**Work task**
Each entry below needs to be copied exactly, with nothing dropped.

::: Extracted data

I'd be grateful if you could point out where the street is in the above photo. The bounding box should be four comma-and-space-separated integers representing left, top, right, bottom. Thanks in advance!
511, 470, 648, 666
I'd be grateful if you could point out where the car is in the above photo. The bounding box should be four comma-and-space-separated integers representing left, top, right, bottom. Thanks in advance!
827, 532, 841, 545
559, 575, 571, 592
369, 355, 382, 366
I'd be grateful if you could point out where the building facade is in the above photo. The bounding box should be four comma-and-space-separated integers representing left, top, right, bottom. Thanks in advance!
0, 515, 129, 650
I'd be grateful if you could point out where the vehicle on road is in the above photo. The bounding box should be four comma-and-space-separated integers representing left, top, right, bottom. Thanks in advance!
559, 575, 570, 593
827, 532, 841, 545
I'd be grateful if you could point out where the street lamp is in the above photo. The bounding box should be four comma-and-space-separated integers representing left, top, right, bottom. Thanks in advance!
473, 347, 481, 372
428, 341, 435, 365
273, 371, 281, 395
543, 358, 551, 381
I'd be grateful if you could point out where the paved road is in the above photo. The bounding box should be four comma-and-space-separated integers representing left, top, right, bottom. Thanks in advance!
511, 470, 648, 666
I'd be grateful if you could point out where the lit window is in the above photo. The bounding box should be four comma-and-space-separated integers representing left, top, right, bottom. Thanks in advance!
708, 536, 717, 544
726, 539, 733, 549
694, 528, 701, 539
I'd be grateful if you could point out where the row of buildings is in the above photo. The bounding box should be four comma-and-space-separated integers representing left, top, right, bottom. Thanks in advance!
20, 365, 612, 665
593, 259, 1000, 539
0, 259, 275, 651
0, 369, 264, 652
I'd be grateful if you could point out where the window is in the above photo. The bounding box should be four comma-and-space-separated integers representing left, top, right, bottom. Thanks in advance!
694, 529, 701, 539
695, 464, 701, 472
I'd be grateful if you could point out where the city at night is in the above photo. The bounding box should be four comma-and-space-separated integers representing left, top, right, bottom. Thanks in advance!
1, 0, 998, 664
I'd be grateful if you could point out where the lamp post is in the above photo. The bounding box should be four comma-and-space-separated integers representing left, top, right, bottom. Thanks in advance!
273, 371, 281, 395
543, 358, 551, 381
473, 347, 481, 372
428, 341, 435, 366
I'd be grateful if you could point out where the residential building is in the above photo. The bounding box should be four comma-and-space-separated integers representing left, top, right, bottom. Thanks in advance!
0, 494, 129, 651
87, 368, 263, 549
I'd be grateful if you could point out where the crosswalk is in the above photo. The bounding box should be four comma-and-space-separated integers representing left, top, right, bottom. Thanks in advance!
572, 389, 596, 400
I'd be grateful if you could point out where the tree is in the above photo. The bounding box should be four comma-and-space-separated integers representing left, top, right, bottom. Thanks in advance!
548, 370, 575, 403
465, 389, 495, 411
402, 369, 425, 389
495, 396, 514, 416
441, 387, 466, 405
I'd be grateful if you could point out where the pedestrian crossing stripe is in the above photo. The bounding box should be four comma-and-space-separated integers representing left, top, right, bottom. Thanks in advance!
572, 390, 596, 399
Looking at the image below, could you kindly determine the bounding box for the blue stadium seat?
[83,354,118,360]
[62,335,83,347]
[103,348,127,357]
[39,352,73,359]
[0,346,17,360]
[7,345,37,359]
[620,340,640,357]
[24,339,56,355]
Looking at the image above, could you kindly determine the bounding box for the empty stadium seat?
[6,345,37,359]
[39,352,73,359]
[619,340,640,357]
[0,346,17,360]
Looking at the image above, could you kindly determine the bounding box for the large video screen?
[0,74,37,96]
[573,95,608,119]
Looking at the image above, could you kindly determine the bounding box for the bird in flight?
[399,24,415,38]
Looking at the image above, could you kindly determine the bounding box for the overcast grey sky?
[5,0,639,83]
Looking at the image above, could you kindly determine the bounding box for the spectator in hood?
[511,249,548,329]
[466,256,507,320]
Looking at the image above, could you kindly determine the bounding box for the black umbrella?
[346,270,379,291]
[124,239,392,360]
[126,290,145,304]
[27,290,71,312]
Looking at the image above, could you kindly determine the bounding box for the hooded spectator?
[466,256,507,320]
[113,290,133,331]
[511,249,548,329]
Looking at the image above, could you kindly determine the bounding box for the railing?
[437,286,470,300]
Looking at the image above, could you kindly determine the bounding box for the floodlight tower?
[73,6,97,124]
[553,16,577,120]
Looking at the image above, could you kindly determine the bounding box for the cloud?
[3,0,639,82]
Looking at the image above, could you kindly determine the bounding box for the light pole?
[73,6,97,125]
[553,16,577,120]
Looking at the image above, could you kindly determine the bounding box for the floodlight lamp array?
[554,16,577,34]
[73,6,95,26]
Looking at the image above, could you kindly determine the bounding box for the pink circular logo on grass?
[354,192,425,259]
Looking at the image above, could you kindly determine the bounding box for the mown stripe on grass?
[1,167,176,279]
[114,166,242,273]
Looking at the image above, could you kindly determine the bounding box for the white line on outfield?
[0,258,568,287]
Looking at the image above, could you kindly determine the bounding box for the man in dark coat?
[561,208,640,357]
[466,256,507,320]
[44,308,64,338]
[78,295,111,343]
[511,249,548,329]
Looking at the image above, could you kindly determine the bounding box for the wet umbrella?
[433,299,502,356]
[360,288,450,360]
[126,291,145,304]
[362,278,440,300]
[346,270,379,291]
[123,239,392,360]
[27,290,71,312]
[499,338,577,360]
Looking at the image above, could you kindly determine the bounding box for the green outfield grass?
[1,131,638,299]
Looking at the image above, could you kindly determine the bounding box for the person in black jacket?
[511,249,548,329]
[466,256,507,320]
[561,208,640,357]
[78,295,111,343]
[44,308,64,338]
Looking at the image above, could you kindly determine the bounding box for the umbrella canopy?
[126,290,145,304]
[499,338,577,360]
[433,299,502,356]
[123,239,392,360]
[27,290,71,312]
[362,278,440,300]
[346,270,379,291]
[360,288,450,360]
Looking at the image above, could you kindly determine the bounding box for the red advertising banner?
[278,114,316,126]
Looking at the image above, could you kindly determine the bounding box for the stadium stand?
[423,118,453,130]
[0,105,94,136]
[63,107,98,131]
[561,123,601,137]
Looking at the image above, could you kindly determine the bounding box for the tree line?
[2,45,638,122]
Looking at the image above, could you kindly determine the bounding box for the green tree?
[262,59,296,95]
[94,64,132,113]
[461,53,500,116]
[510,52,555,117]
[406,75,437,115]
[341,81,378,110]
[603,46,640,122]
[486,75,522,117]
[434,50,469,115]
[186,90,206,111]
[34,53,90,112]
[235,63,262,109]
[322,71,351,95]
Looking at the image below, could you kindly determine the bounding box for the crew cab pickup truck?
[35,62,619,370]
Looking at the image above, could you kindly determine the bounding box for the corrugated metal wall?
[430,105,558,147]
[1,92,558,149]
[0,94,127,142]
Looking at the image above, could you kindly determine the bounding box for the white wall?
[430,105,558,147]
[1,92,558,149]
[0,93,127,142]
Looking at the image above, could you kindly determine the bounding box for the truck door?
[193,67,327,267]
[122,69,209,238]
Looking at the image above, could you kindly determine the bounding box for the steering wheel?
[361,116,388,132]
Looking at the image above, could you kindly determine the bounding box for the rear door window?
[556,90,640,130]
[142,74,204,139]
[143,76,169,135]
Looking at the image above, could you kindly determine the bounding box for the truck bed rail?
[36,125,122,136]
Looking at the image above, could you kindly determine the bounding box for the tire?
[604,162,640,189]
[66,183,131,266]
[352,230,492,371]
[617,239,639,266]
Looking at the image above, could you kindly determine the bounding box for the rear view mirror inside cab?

::::::

**Answer box**
I'd be grateful if you could point out where the street is in the above photo. The bounding box should be four comma-and-space-separated integers representing left, top, right, bottom. Thanks in advance!
511, 470, 648, 666
I'd be grateful if you could point out where the car is in the above photo. The bounding box should be four comma-and-space-separated integers representing left, top, right, bottom. Thanks in advance!
827, 532, 841, 545
559, 575, 571, 592
369, 355, 382, 366
I'd be grateful if you could point out where the building facade is in the above photo. The bounding box should be four comma-and-space-separated integers representing left, top, right, bottom. Thanks in advance!
0, 515, 129, 650
I'd be grateful if you could point out where the vehicle on road is in the above photo. The bounding box should be four comma-and-space-separated integers representing left, top, right, bottom. Thanks in advance!
559, 575, 570, 593
827, 532, 841, 545
I'd be grateful if you could point out where the street lamp is in the above photo. The bounding box should be four comma-and-space-separated integers representing left, top, right, bottom. Thanks in advance!
473, 347, 481, 372
428, 341, 435, 365
273, 371, 281, 395
543, 358, 551, 381
I'd be grateful if you could point out where the paved road is in the above photo. The bounding box should be four comma-and-space-separated integers representing left, top, right, bottom. Thanks in advance!
511, 470, 648, 666
I'd be grateful if you could point out where the lit window is in the above photo. The bounding box should be four comma-and-space-separated integers representing left, top, right, bottom. Thanks in advance!
708, 536, 717, 544
726, 539, 733, 549
694, 528, 701, 539
I'd be grateful if you could point out where the row of buildings is in the above photo. The bounding box should be four comma-and-space-separated integers representing left, top, right, bottom. Thanks in advance!
20, 365, 612, 665
593, 259, 1000, 539
0, 259, 275, 651
0, 369, 264, 652
I'd be grateful if you could point out where the window is in the above photo. The bounding box should be four comma-and-space-separated integers representing left, top, right, bottom. Thanks in advance!
694, 529, 701, 539
695, 464, 701, 472
I'd be grateful if you could point out where the city at night is in the above photo. The bounding box should be four comma-and-space-separated integers representing left, top, right, bottom. Thanks in advance!
1, 0, 998, 664
I'd be grateful if you could point out where the lamp post is in the above photo. The bounding box should be four comma-and-space-separated integers representing left, top, right, bottom. Thanks in advance!
273, 371, 281, 395
543, 358, 551, 381
473, 347, 481, 372
428, 341, 435, 366
I'd be grateful if you could point out where the residential building is in the above photo. The bounding box should be four comma-and-space-separated integers representing left, top, right, bottom. Thanks in advance!
0, 494, 129, 651
87, 368, 263, 549
I'd be grateful if you could point out where the crosswalk is in the above photo. The bounding box should be four comma-and-space-separated integers representing left, top, right, bottom. Thanks in advance!
572, 389, 596, 400
I'd be grateful if you could point out where the tree is in the above photo. The bounding box should be four comma-and-space-separated integers representing left, top, right, bottom. Thanks in advance!
548, 370, 575, 403
465, 389, 495, 411
402, 369, 425, 389
495, 396, 514, 416
441, 387, 466, 405
I'd be grateful if you could point out where the pedestrian crossing stripe is in the above photo. The bounding box should be four comma-and-space-separated integers representing left, top, right, bottom. Thanks in advance!
572, 390, 596, 399
Looking at the image below, could you kindly determine the bounding box for the blue stadium seat?
[83,354,118,360]
[62,335,83,347]
[103,348,127,357]
[39,352,73,359]
[0,346,17,360]
[7,345,37,359]
[620,340,640,357]
[24,339,56,355]
Looking at the image above, could you kindly determine the bounding box for the empty stadium seat?
[6,345,37,359]
[39,352,73,359]
[619,340,640,357]
[0,346,17,360]
Looking at the image above, could you kindly determine the bounding box for the large video screen?
[0,74,37,96]
[573,95,608,119]
Looking at the image above, could you kindly determine the bounding box for the bird in flight?
[399,24,415,38]
Looking at the image above, could you kindly determine the bounding box for the overcast grey sky?
[5,0,639,83]
Looking at the image above, could you kindly determine the bounding box for the spectator in hood?
[511,249,548,329]
[466,256,507,320]
Looking at the image above, could you kindly determine the bounding box for the black umbrella?
[346,270,379,291]
[124,239,392,360]
[126,290,145,304]
[27,290,71,312]
Looking at the image above, could you kindly determine the bounding box for the hooded spectator?
[466,256,507,320]
[113,290,133,331]
[511,249,548,329]
Looking at the image above, could you kindly determine the bounding box for the railing?
[437,286,470,300]
Looking at the image above, could you kindly determine the bounding box for the floodlight tower?
[73,6,97,124]
[553,16,577,120]
Looking at the image above, could you kindly determine the bounding box for the cloud?
[3,0,639,82]
Looking at the image above, could you kindly determine the bounding box for the light pole?
[73,6,97,125]
[553,16,577,120]
Looking at the image above, could you kindly determine the bounding box for the floodlight lamp array?
[554,16,577,34]
[73,6,95,26]
Looking at the image above, could you kindly determine the bounding box for the pink circular logo on grass?
[354,192,425,259]
Looking at the image above, could you kindly determine the bounding box for the mown stripe on grass?
[1,167,176,279]
[114,166,242,273]
Looking at the image above, could you kindly determine the bounding box for the white line on outfield?
[0,258,568,287]
Looking at the image above, could you kindly determine the bounding box for the man in dark coat?
[561,208,640,357]
[466,256,507,320]
[44,308,64,338]
[78,295,111,343]
[511,249,548,329]
Looking at the image above, could you kindly determine the bounding box for the wet umbrella?
[433,299,502,356]
[360,288,450,360]
[126,291,145,304]
[362,278,440,300]
[346,270,379,291]
[123,239,392,360]
[27,290,71,312]
[499,338,577,360]
Looking at the image above, could you kindly determine the bounding box for the green outfield grass?
[1,131,638,299]
Looking at the image above, could you kindly determine the bounding box for the person in black jacket?
[511,249,548,329]
[466,256,507,320]
[561,208,640,357]
[78,295,111,343]
[44,308,64,338]
Looking at the image above, could you kindly determine the bounding box for the umbrella canopy?
[126,290,145,304]
[499,338,577,360]
[433,299,502,356]
[123,239,392,360]
[27,290,71,312]
[362,278,440,300]
[346,270,379,291]
[360,288,450,360]
Looking at the image above, could you kindly determine the bounding box for the red advertising banner?
[278,114,316,126]
Looking at the image above, could you kindly determine the bounding box for the stadium stand?
[423,118,453,130]
[0,105,94,136]
[63,107,98,131]
[561,123,601,137]
Looking at the image above, could you kindly determine the bounding box for the tree line?
[2,45,638,122]
Looking at the image above, could you kindly determine the bounding box for the green tree?
[262,59,296,95]
[94,64,132,113]
[461,53,500,116]
[510,52,555,117]
[406,75,437,115]
[341,81,378,110]
[603,46,640,122]
[486,75,522,117]
[434,50,469,115]
[186,90,206,111]
[34,53,90,112]
[235,63,262,109]
[322,71,351,95]
Looking at the image below, could you kindly determine the bounding box for the crew cab pickup truck?
[35,62,619,370]
Looking at the image above, could you kindly determine the bounding box for the corrugated metal wall?
[430,105,558,147]
[1,92,558,149]
[0,94,127,142]
Looking at the image above, could you kindly determine the bounding box for the white wall?
[430,105,558,147]
[1,92,558,149]
[0,93,127,142]
Looking at the image above, could you kindly determine the bounding box for the truck door?
[193,67,327,267]
[122,69,209,238]
Looking at the image above, could you kindly determine the bounding box for the steering wheel?
[361,116,388,132]
Looking at the image above, could you kindly determine the bounding box for the rear door window?
[556,90,640,130]
[142,74,204,139]
[143,76,169,135]
Looking at the image above, could you kindly determine the bounding box for the truck bed rail?
[36,125,122,136]
Looking at the image above, could you kindly determine the bounding box for the tire?
[604,162,640,189]
[66,183,131,266]
[352,230,492,371]
[617,239,639,266]
Looking at the image above, could you kindly determine the bounding box for the rear view mirror inside cab?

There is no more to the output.